→ The task
Convert the lines below into a JSON list of strings, with one string per line and blank lines omitted.

Rows of box annotation data
╔══

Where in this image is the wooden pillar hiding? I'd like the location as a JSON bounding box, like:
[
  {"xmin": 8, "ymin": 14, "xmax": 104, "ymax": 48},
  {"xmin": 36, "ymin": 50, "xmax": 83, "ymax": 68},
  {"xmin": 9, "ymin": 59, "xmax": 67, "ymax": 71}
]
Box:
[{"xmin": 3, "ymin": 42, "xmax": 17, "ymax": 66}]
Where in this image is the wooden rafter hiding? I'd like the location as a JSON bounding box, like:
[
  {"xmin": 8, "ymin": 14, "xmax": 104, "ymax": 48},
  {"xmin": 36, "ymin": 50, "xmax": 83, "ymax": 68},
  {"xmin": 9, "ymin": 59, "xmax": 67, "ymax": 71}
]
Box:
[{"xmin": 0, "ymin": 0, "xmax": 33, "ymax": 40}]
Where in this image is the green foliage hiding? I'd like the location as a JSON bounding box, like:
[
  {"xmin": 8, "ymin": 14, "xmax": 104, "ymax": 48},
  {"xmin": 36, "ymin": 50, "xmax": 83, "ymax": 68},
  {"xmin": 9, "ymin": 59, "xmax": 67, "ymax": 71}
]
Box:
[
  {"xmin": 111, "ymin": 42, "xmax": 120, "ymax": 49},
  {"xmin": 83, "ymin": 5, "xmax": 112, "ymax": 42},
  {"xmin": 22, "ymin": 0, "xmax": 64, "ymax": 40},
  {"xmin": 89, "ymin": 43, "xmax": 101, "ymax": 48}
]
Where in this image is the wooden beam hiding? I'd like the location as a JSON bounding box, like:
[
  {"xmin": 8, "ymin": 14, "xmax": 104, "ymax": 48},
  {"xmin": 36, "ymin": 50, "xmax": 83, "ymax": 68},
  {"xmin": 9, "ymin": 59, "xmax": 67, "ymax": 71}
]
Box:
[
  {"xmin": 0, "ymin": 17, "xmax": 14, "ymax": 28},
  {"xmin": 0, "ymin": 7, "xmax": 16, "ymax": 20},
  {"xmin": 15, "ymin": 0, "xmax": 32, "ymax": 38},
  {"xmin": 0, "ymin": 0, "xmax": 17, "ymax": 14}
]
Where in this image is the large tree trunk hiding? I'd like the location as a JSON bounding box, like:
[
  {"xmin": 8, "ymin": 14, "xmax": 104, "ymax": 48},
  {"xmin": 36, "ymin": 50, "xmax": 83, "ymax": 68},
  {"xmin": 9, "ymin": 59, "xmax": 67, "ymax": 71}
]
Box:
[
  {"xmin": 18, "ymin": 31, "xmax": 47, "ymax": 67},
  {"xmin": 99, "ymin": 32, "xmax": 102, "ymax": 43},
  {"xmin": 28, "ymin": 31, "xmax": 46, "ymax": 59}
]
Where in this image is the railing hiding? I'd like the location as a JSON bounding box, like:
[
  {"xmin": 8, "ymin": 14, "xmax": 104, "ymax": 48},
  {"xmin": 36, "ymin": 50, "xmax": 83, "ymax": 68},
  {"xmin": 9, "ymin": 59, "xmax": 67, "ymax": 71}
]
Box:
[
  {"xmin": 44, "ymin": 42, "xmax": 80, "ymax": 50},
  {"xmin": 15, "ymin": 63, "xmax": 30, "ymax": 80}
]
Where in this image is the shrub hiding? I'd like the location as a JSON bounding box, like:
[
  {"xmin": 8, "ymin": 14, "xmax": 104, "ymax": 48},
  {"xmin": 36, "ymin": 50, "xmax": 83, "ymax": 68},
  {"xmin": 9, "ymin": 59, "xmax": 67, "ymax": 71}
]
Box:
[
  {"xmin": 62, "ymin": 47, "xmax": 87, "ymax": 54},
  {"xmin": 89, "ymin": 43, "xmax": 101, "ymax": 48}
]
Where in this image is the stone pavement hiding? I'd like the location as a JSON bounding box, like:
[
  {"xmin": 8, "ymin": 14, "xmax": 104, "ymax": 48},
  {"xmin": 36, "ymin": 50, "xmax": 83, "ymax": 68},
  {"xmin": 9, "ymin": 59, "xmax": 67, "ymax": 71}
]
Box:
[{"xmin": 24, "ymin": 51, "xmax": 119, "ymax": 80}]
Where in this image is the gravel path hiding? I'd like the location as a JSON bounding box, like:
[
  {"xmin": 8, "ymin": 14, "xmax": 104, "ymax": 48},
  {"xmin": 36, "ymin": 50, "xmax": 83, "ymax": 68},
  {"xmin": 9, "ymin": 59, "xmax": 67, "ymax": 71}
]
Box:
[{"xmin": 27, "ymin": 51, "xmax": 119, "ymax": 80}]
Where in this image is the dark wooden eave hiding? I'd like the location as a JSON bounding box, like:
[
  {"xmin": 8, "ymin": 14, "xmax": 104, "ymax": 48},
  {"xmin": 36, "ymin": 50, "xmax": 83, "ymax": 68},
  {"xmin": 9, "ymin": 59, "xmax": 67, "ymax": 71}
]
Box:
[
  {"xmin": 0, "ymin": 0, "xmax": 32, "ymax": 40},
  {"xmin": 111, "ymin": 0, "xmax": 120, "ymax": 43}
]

╚══

→ Exercise output
[
  "Where in this image is the wooden pillar hiding? I'd like the location as a JSON bounding box, like:",
  "[",
  "  {\"xmin\": 8, \"ymin\": 14, \"xmax\": 104, \"ymax\": 48},",
  "  {\"xmin\": 36, \"ymin\": 50, \"xmax\": 83, \"ymax\": 68},",
  "  {\"xmin\": 9, \"ymin\": 59, \"xmax\": 67, \"ymax\": 71}",
  "]",
  "Box:",
  "[{\"xmin\": 3, \"ymin\": 42, \"xmax\": 17, \"ymax\": 66}]",
  "Where in this image is the wooden rafter hiding? I'd like the location as a JSON bounding box, like:",
  "[",
  "  {\"xmin\": 8, \"ymin\": 14, \"xmax\": 104, \"ymax\": 48},",
  "  {\"xmin\": 36, \"ymin\": 50, \"xmax\": 83, \"ymax\": 68},",
  "  {\"xmin\": 9, \"ymin\": 59, \"xmax\": 67, \"ymax\": 71}",
  "]",
  "Box:",
  "[{\"xmin\": 0, \"ymin\": 0, \"xmax\": 33, \"ymax\": 40}]",
  "Where in this image is the green foliage hiding? I'd like the location as a JSON bounding box, like:",
  "[",
  "  {\"xmin\": 8, \"ymin\": 14, \"xmax\": 104, \"ymax\": 48},",
  "  {\"xmin\": 36, \"ymin\": 50, \"xmax\": 83, \"ymax\": 68},",
  "  {\"xmin\": 9, \"ymin\": 59, \"xmax\": 67, \"ymax\": 71}",
  "]",
  "Box:",
  "[",
  "  {\"xmin\": 111, \"ymin\": 42, \"xmax\": 120, \"ymax\": 49},",
  "  {\"xmin\": 83, \"ymin\": 5, \"xmax\": 112, \"ymax\": 42},",
  "  {\"xmin\": 22, \"ymin\": 0, \"xmax\": 64, \"ymax\": 40},",
  "  {\"xmin\": 89, \"ymin\": 43, \"xmax\": 101, \"ymax\": 48}",
  "]",
  "Where in this image is the wooden beam hiding? I'd like the location as a JSON bounding box, like:",
  "[",
  "  {\"xmin\": 8, \"ymin\": 14, \"xmax\": 104, \"ymax\": 48},",
  "  {\"xmin\": 36, \"ymin\": 50, \"xmax\": 83, \"ymax\": 68},",
  "  {\"xmin\": 9, \"ymin\": 59, \"xmax\": 67, \"ymax\": 71}",
  "]",
  "Box:",
  "[",
  "  {\"xmin\": 0, \"ymin\": 17, \"xmax\": 14, \"ymax\": 28},",
  "  {\"xmin\": 0, \"ymin\": 7, \"xmax\": 16, \"ymax\": 20},",
  "  {\"xmin\": 15, \"ymin\": 0, \"xmax\": 32, \"ymax\": 38},",
  "  {\"xmin\": 0, \"ymin\": 0, \"xmax\": 17, \"ymax\": 14}",
  "]",
  "Where in this image is the large tree trunk hiding? I'd like the location as a JSON bounding box, like:",
  "[",
  "  {\"xmin\": 8, \"ymin\": 14, \"xmax\": 104, \"ymax\": 48},",
  "  {\"xmin\": 36, \"ymin\": 50, \"xmax\": 83, \"ymax\": 68},",
  "  {\"xmin\": 9, \"ymin\": 59, \"xmax\": 67, \"ymax\": 71}",
  "]",
  "Box:",
  "[",
  "  {\"xmin\": 18, \"ymin\": 31, \"xmax\": 47, \"ymax\": 67},",
  "  {\"xmin\": 99, \"ymin\": 32, \"xmax\": 102, \"ymax\": 43},",
  "  {\"xmin\": 28, \"ymin\": 31, \"xmax\": 46, \"ymax\": 59}",
  "]",
  "Where in this image is the railing hiding? I'd like the location as a JSON bounding box, like:",
  "[",
  "  {\"xmin\": 8, \"ymin\": 14, \"xmax\": 104, \"ymax\": 48},",
  "  {\"xmin\": 36, \"ymin\": 50, \"xmax\": 83, \"ymax\": 68},",
  "  {\"xmin\": 9, \"ymin\": 59, \"xmax\": 67, \"ymax\": 71}",
  "]",
  "Box:",
  "[",
  "  {\"xmin\": 44, \"ymin\": 42, \"xmax\": 80, \"ymax\": 50},",
  "  {\"xmin\": 15, \"ymin\": 63, \"xmax\": 30, \"ymax\": 80}",
  "]",
  "Where in this image is the shrub hiding? I'd like the location as a JSON bounding box, like:",
  "[",
  "  {\"xmin\": 8, \"ymin\": 14, \"xmax\": 104, \"ymax\": 48},",
  "  {\"xmin\": 36, \"ymin\": 50, \"xmax\": 83, \"ymax\": 68},",
  "  {\"xmin\": 9, \"ymin\": 59, \"xmax\": 67, \"ymax\": 71}",
  "]",
  "Box:",
  "[",
  "  {\"xmin\": 62, \"ymin\": 47, \"xmax\": 87, \"ymax\": 54},",
  "  {\"xmin\": 89, \"ymin\": 43, \"xmax\": 101, \"ymax\": 48}",
  "]",
  "Where in this image is the stone pavement hiding? I'd like the location as a JSON bounding box, like:",
  "[",
  "  {\"xmin\": 8, \"ymin\": 14, \"xmax\": 104, \"ymax\": 48},",
  "  {\"xmin\": 36, \"ymin\": 50, \"xmax\": 83, \"ymax\": 68},",
  "  {\"xmin\": 9, \"ymin\": 59, \"xmax\": 67, \"ymax\": 71}",
  "]",
  "Box:",
  "[{\"xmin\": 24, \"ymin\": 51, \"xmax\": 119, \"ymax\": 80}]",
  "Where in this image is the gravel path hiding? I'd like the location as a JSON bounding box, like:",
  "[",
  "  {\"xmin\": 8, \"ymin\": 14, \"xmax\": 104, \"ymax\": 48},",
  "  {\"xmin\": 36, \"ymin\": 50, \"xmax\": 83, \"ymax\": 68},",
  "  {\"xmin\": 9, \"ymin\": 59, \"xmax\": 67, \"ymax\": 71}",
  "]",
  "Box:",
  "[{\"xmin\": 27, \"ymin\": 51, \"xmax\": 119, \"ymax\": 80}]",
  "Where in this image is the dark wooden eave hiding? I'd like the location as a JSON bounding box, like:",
  "[",
  "  {\"xmin\": 8, \"ymin\": 14, \"xmax\": 104, \"ymax\": 48},",
  "  {\"xmin\": 36, \"ymin\": 50, \"xmax\": 83, \"ymax\": 68},",
  "  {\"xmin\": 9, \"ymin\": 59, \"xmax\": 67, \"ymax\": 71}",
  "]",
  "Box:",
  "[",
  "  {\"xmin\": 0, \"ymin\": 0, \"xmax\": 32, \"ymax\": 40},",
  "  {\"xmin\": 111, \"ymin\": 0, \"xmax\": 120, \"ymax\": 43}",
  "]"
]